Short task
In the items below, repeat word for word everything from the line containing "For each instance of the sofa arm, the" down to the last line of the items, including both ends.

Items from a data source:

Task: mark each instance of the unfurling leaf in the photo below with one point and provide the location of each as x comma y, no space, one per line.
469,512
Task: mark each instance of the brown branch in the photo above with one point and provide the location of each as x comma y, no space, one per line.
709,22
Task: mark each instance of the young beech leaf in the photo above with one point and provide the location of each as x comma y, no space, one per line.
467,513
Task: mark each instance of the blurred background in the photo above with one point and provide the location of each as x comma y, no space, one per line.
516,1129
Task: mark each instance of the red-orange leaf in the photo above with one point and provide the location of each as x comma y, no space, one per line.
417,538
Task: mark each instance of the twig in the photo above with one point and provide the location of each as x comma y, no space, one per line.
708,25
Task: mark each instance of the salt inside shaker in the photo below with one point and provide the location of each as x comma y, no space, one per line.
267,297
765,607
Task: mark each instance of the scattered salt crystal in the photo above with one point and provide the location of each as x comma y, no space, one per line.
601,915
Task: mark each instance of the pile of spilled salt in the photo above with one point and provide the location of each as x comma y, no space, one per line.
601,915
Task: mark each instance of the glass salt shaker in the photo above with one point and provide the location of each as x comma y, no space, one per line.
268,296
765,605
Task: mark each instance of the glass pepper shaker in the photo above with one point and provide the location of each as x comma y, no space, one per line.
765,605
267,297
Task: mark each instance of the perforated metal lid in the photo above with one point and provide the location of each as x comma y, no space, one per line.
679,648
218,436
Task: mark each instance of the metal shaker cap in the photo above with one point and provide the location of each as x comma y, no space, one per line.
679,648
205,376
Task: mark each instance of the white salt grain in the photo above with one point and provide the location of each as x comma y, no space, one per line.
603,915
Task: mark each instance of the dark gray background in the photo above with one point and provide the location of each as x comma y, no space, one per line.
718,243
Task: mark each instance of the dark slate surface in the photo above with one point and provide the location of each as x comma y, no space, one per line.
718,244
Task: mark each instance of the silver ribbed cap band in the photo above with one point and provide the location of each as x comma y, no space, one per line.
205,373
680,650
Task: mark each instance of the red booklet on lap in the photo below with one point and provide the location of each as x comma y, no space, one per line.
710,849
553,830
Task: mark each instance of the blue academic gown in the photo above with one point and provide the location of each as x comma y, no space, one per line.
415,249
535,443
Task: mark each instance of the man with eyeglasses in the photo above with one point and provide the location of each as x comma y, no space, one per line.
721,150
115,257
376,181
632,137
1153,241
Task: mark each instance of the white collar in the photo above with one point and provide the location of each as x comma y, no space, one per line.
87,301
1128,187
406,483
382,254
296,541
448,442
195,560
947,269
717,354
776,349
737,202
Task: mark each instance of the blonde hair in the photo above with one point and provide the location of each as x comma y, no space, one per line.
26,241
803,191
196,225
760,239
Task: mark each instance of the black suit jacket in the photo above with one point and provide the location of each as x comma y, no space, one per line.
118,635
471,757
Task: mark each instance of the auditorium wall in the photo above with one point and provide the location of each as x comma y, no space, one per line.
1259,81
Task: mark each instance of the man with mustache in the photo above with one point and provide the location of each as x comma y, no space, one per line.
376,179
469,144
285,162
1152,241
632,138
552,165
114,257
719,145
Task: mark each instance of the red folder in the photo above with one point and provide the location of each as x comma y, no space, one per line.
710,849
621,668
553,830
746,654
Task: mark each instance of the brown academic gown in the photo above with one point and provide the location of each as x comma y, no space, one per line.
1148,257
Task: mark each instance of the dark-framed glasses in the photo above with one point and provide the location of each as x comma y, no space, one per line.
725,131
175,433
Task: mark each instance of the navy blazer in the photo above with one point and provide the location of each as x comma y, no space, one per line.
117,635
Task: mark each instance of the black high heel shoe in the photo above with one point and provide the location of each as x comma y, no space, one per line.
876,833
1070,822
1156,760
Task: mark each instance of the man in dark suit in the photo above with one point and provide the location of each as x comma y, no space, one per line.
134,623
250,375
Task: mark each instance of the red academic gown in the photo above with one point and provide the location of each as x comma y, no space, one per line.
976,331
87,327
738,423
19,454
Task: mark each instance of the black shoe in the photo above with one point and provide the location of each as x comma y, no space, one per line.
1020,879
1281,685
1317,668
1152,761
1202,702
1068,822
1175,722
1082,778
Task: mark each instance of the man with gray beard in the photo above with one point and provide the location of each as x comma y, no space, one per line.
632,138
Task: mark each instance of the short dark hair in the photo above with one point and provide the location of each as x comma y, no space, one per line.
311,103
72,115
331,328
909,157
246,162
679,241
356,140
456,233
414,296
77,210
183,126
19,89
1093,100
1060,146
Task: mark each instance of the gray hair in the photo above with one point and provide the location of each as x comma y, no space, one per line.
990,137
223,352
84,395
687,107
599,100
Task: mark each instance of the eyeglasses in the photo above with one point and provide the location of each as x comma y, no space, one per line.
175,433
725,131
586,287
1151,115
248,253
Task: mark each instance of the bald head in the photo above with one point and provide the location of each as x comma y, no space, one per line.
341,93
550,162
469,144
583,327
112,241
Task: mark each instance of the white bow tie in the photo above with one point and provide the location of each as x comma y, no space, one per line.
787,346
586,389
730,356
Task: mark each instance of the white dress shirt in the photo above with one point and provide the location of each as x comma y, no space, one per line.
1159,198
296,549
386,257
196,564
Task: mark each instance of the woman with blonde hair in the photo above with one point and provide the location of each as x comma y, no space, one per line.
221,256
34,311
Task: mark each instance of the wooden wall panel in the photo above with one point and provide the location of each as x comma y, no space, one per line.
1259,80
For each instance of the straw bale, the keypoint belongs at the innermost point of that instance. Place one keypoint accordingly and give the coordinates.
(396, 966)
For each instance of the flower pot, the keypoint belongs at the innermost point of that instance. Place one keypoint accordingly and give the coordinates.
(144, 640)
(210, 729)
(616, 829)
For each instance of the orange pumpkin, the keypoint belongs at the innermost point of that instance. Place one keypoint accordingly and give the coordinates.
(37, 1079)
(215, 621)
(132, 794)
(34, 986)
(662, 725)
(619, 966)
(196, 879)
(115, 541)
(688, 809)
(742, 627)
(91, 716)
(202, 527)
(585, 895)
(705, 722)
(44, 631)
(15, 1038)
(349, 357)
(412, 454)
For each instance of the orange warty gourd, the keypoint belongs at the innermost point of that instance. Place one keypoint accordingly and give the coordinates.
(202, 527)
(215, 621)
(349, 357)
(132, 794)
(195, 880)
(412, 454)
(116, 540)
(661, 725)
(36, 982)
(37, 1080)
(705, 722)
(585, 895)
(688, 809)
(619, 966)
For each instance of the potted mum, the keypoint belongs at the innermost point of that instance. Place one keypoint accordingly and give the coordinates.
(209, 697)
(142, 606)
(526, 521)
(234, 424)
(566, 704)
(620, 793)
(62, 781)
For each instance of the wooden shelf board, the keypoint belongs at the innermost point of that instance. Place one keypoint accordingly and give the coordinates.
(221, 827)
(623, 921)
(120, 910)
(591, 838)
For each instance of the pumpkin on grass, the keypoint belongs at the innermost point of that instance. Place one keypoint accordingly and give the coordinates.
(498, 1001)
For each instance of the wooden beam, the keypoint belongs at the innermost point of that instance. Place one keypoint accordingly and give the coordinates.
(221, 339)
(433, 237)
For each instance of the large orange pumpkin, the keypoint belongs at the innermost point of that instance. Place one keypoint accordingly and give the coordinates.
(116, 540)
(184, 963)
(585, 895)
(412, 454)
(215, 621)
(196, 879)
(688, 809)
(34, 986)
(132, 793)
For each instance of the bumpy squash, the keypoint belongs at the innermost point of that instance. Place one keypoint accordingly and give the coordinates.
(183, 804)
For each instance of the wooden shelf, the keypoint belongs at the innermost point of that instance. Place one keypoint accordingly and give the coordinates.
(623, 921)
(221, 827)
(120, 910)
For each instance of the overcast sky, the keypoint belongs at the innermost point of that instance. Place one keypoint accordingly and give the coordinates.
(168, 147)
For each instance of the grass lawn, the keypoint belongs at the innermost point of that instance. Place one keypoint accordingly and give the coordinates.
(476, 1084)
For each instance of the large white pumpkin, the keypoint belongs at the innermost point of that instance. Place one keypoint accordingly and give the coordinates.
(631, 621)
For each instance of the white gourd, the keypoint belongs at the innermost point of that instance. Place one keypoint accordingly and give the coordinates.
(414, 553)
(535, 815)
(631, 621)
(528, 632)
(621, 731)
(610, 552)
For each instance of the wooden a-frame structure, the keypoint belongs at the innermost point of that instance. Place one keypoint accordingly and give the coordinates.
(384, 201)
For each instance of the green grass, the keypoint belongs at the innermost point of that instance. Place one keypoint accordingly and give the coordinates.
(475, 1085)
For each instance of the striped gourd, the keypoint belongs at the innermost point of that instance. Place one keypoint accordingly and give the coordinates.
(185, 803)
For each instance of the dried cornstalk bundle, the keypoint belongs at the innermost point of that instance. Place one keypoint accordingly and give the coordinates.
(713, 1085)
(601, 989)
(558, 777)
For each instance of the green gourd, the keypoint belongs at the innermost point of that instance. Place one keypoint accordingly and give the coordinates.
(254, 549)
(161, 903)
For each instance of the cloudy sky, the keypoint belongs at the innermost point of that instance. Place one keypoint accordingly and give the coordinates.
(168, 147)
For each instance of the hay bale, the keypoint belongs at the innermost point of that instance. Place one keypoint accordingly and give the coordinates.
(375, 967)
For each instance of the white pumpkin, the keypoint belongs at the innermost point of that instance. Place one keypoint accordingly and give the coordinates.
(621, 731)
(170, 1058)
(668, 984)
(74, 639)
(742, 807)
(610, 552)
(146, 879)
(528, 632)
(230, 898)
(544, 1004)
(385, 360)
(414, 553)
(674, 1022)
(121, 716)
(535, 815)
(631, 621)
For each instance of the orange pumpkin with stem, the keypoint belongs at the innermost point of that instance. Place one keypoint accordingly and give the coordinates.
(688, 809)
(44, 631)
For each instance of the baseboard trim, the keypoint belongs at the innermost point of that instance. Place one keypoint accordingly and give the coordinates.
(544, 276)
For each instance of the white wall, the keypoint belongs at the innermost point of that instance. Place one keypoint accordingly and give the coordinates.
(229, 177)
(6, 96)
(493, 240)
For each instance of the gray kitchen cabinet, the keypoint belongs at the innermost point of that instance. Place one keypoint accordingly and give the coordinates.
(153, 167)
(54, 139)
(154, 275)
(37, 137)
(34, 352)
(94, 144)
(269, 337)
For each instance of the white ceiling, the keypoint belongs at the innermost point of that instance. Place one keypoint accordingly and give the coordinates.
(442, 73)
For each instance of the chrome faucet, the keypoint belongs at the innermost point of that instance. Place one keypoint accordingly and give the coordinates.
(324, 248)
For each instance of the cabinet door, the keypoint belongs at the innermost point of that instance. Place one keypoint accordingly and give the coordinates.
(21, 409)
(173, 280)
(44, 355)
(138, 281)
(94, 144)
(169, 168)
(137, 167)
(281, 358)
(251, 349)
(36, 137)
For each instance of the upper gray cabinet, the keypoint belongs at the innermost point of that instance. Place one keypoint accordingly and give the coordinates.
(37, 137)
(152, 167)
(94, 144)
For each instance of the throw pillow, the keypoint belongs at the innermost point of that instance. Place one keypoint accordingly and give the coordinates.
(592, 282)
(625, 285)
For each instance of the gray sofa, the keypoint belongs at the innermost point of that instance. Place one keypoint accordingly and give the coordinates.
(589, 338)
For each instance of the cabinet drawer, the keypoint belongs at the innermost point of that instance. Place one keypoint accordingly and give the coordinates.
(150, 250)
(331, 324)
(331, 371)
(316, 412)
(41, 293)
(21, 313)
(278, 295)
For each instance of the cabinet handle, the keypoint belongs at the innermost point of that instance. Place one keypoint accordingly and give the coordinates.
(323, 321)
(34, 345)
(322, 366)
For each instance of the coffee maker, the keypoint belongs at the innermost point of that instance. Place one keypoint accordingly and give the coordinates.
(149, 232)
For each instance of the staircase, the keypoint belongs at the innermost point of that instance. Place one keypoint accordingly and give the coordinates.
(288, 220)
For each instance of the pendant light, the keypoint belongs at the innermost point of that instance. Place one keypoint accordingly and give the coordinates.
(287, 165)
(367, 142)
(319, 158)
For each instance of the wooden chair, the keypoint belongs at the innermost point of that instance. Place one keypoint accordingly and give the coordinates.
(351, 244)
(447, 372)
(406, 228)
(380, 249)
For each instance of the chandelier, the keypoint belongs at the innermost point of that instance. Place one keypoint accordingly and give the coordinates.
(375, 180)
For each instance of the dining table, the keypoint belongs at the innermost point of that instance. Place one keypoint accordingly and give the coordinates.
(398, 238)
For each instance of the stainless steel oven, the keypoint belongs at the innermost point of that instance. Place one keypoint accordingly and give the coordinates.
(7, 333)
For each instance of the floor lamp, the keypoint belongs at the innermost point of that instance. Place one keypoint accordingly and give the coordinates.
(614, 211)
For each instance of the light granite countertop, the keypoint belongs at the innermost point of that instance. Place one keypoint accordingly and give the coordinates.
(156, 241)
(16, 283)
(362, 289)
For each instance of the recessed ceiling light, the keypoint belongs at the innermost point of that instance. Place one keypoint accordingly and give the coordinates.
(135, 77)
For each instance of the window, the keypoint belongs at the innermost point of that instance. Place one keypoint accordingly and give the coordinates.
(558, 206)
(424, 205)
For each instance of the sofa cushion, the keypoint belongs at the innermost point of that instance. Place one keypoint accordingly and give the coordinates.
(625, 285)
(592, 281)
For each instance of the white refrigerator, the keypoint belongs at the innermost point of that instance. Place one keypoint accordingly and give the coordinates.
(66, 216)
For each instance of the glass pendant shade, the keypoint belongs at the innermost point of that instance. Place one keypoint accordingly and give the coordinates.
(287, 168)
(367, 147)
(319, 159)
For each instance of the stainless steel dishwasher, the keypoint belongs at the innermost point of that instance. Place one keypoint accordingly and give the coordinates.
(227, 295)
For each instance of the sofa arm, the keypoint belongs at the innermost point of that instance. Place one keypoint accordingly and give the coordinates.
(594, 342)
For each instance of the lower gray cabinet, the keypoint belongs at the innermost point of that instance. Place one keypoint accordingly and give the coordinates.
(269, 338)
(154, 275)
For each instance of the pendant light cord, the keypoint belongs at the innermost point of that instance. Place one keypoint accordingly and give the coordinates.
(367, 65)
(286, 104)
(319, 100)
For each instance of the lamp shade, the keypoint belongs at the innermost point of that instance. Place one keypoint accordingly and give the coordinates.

Solution to the problem
For each instance of the sofa arm, the keypoint belongs at the innermost point of that instance. Place one keypoint accordingly and give the coordinates.
(594, 342)
For each instance of the lower gray cabinet, the keypoint belongs at the innermost point of that instance. Place one keypoint accordingly and give the coordinates.
(269, 338)
(154, 275)
For each instance of the pendant light cord, the keypoint belongs at the innermost point of that instance. Place one keypoint accordingly and give the coordinates.
(367, 65)
(286, 104)
(319, 100)
For each instance of the lamp shade, the keypoint belongs at the innermost point of that instance. Place one keypoint accordingly and give the coordinates.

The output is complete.